The data:
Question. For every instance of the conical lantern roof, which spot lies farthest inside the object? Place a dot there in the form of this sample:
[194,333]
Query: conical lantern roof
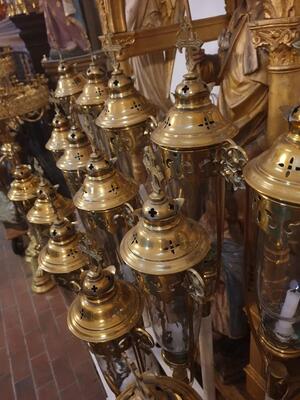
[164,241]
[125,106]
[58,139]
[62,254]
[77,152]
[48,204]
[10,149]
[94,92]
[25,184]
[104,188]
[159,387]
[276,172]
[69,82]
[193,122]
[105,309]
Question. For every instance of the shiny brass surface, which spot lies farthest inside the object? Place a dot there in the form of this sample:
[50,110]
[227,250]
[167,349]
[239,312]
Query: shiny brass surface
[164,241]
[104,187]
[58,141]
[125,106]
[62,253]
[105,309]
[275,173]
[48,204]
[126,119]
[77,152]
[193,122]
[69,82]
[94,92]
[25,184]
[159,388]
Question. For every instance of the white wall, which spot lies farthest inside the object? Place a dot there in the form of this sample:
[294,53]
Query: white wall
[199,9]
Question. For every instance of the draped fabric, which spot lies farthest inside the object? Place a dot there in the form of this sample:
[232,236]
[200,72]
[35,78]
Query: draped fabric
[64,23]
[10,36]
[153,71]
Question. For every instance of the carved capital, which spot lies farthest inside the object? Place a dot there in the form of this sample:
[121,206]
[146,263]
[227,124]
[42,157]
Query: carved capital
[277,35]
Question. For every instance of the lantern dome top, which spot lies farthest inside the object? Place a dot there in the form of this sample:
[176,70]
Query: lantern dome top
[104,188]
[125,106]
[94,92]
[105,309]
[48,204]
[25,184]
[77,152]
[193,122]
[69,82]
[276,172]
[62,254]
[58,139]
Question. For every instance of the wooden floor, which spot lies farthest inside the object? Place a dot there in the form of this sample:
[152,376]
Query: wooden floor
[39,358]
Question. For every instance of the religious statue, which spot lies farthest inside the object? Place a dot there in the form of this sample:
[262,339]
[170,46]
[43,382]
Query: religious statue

Task objective: Copy out the lines above in full and unaltered, apart from the pictures.

Exercise response:
Question. For every instance of the conical lantern roof, which spot lies farthest inside the object? Place a dot there in the form of this sample:
[194,333]
Query: conical lantern roof
[164,241]
[125,106]
[58,139]
[62,254]
[77,152]
[48,204]
[10,149]
[94,92]
[25,184]
[104,188]
[159,387]
[276,172]
[69,82]
[193,122]
[105,309]
Question. For every instance of the shiny brass surface, which spot lies farthest inside the object? Place a dot there in the form of this sample:
[50,110]
[227,250]
[167,349]
[239,312]
Query: shiny brass surface
[164,241]
[104,187]
[58,141]
[125,106]
[62,253]
[105,309]
[275,173]
[48,204]
[126,119]
[77,152]
[193,122]
[69,82]
[94,92]
[25,184]
[159,388]
Question. For every instance of the white wall, which spot lies farthest inside the object? Place a dot there in the form of this sample:
[294,53]
Query: white wall
[199,9]
Question. For every instance of the draped fabric, which spot lies farthest inside the object? Place a dot there in the form of this sample:
[232,236]
[200,72]
[35,78]
Query: draped fabric
[64,23]
[10,36]
[153,71]
Question. For every instance of the carved capital, which spot lies farthest inside the object? Place a dot there in the form of this sample:
[121,206]
[146,263]
[227,124]
[42,157]
Query: carved capital
[277,35]
Question. For every instance of the lantern dome top, which spot lies farthest inside the object? Place a dot there in the form of this sample:
[176,70]
Query: lantern dome top
[104,188]
[125,106]
[94,92]
[105,309]
[48,204]
[25,184]
[77,152]
[193,122]
[69,82]
[276,172]
[62,254]
[58,139]
Question. For every instance of the wooden floor, which spot lies farthest inside the object? Place a dot there in the form of this sample:
[152,376]
Query: wooden floor
[39,358]
Question. For every instance of the religious statue, which spot lies farthest inside the object? Place a dot there in the form of this sample:
[262,339]
[170,46]
[43,382]
Query: religious statue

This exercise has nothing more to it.